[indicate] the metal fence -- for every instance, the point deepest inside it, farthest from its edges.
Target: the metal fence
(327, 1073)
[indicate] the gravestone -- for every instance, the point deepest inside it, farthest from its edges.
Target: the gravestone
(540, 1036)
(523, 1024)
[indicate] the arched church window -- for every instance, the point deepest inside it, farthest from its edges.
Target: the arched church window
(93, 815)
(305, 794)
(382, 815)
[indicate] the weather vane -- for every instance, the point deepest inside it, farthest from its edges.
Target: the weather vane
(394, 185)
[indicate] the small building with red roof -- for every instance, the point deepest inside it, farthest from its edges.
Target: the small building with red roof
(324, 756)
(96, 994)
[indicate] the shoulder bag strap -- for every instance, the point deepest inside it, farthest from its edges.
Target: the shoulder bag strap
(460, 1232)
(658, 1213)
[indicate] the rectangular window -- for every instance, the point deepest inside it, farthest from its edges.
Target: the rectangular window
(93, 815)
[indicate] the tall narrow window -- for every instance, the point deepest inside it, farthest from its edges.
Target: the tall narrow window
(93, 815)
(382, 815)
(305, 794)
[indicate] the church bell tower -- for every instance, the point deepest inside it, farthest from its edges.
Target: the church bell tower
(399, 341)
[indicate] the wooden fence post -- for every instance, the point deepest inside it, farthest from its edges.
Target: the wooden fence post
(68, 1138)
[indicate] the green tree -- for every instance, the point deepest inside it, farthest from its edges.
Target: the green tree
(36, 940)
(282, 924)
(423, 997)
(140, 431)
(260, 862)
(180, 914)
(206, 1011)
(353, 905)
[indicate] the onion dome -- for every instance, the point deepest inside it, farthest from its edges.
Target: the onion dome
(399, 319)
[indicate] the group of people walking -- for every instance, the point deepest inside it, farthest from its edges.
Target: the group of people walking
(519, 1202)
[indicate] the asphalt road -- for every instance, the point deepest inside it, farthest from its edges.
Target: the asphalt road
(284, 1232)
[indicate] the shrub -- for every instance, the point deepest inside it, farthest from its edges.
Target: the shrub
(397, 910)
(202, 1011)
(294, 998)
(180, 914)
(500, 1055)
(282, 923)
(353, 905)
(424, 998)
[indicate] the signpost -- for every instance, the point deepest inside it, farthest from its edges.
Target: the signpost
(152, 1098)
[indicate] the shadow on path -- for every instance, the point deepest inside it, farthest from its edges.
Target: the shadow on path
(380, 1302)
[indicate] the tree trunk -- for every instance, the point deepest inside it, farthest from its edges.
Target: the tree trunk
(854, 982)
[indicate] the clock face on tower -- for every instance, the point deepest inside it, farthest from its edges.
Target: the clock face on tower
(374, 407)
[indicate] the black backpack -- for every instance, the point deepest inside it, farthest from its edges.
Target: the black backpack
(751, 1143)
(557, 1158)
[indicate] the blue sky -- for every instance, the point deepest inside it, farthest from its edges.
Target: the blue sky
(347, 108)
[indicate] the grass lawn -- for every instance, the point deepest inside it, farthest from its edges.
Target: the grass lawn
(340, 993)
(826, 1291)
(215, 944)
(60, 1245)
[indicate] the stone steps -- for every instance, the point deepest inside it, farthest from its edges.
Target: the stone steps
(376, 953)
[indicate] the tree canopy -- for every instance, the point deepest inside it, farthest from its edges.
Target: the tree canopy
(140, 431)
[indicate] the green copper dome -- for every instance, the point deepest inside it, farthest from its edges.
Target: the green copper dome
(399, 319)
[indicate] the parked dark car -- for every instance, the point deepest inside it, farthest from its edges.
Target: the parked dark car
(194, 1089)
========================================================================
§ Problem details
Write the material out exactly, with nothing left out.

§ Finished answer
[indicate] the metal fence -- for every instance, the point deepest inside it, farthest from its edges.
Target: the metal fence
(327, 1073)
[indicate] the gravestone -- for every instance, the point deepest inside it, farthest from its edges.
Target: the gravestone
(540, 1036)
(523, 1024)
[indicate] the arched church window -- for every instance, the point deepest inside it, farthest from its edges.
Target: the arched church window
(93, 815)
(305, 794)
(382, 815)
[indicate] the weather vane -- for every instance, the point deepest inside it, farthest from its edges.
Target: the weather vane
(394, 185)
[indicate] the small building with red roof -- for every instance, the point deepest inside it, farthest from its edges.
Target: the small building with red roof
(324, 756)
(96, 994)
[indicate] the shoulder bag strap -- for every instance, the point deepest inside it, farthest from its edges.
Target: the shoulder bag strap
(460, 1232)
(658, 1213)
[indicate] the rectangular window -- for every instance, the point deepest inside it, farthest from its edges.
Target: the rectangular window
(93, 815)
[indicate] the tall narrow window -- for every instance, the point deepest inside it, farthest from its edges.
Target: the tall narrow window
(93, 815)
(382, 815)
(305, 794)
[indicate] the church bell tower -- for every instance, the point deepest inside it, farthest from its edges.
Target: the church bell tower
(399, 341)
[indicate] the wooden fence post -- for every instance, the point deepest inside it, farthest from its edges.
Target: the wooden fence post
(68, 1138)
[indicate] the green tree -- for every instance, the point deepest inside it, farthest from its edges.
Target: the green tree
(36, 940)
(282, 924)
(423, 997)
(140, 431)
(260, 862)
(180, 914)
(206, 1011)
(353, 905)
[indicate] the onion dome -- for every instance, the point deepest inside it, farthest from its edges.
Target: the onion dome
(399, 319)
[indicate] the group of people walking -- for every instance, the point deepest inside it, farthest from its edges.
Target: the group of people walking
(519, 1202)
[indicate] the asphalt road -- for every instance, the point deepest inside it, farthest from its edges.
Target: the asphalt road
(284, 1232)
[indicate] the shrub -- for every instance, the point deepest inside it, farthest from its edges.
Target: the shrub
(397, 910)
(202, 1011)
(294, 998)
(180, 914)
(500, 1055)
(282, 923)
(353, 905)
(424, 998)
[indicate] the signpost -- for every instance, the point deepest inside it, farthest from its edges.
Target: the signpost
(152, 1098)
[indicate] the shadow on path -- for every instance, the point deepest inside it, farthest from its edges.
Target: the shadow on path
(380, 1302)
[indicate] the tree trunk -- for every instance, the point deepest inside it, farthest from its edges.
Target: the tree trunk
(854, 982)
[indicate] the clock face on tower -- for every instance, the point deepest inside it, farthest from its edges.
Target: the clock face on tower
(374, 407)
[indicate] the black backpack -- for every instance, the point deepest inside it, farthest from its edges.
Target: the black backpack
(751, 1143)
(557, 1158)
[indicate] the blue sky -- for every instance, the point deepest inside it, farthest from its edges.
Target: the blue sky
(347, 108)
[indicate] the grass lawn -- for every instance, the point deepest inside it, farthest from its edges.
Target: the grass lawn
(340, 993)
(826, 1291)
(215, 944)
(60, 1245)
[indicate] the stone steps -- for every instance, the point deepest inside it, farthest from its edges.
Target: the stone steps
(376, 953)
[indicate] the tree canopy -- for every instance, the point deepest inside it, farthest from its edges.
Target: the tree canopy
(140, 431)
[indicate] the green copper dome -- for every instance, the point deepest inside it, farthest from its edges.
Target: the green copper dome
(399, 319)
[indicate] the parked dark car -- for every instance, the point deepest inside it, farthest from its edges.
Target: the parked dark car
(194, 1089)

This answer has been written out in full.